Task instructions: Among the entries below, find the lines with the word "positive" and return them.

The data:
========================================

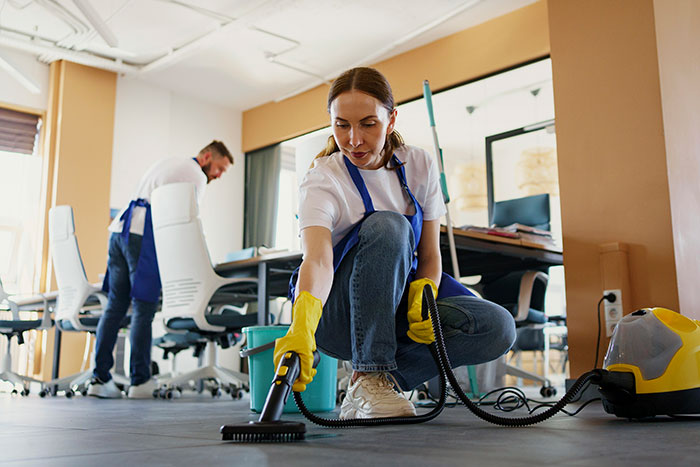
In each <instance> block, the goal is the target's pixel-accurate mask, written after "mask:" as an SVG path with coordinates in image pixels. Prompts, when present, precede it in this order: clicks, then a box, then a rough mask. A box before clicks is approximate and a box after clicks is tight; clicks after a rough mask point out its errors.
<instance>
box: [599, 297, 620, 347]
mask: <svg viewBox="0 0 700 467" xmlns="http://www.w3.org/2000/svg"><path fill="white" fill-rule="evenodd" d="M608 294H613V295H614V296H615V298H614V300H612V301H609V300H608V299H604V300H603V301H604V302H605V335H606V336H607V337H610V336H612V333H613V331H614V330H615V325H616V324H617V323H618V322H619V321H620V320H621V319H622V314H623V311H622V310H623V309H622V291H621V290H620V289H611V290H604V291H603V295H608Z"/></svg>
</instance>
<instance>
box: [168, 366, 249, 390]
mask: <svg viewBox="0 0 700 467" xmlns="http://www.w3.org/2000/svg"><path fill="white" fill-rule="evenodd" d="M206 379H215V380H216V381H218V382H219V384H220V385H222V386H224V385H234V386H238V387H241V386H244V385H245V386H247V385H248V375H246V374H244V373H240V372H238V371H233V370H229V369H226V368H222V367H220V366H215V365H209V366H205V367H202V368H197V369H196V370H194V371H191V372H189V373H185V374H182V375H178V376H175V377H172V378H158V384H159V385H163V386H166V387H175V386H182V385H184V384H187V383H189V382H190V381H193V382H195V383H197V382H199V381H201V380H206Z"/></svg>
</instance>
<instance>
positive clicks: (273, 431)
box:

========================================

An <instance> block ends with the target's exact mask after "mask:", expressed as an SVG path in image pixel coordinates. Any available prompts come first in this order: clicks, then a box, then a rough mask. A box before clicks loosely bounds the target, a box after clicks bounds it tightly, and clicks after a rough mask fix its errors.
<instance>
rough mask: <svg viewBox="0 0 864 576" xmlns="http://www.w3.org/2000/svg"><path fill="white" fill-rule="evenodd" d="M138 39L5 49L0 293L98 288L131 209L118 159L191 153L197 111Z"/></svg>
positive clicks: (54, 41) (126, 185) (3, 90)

========================================

Exercise output:
positive clicks: (273, 431)
positive clicks: (54, 41) (126, 185) (3, 90)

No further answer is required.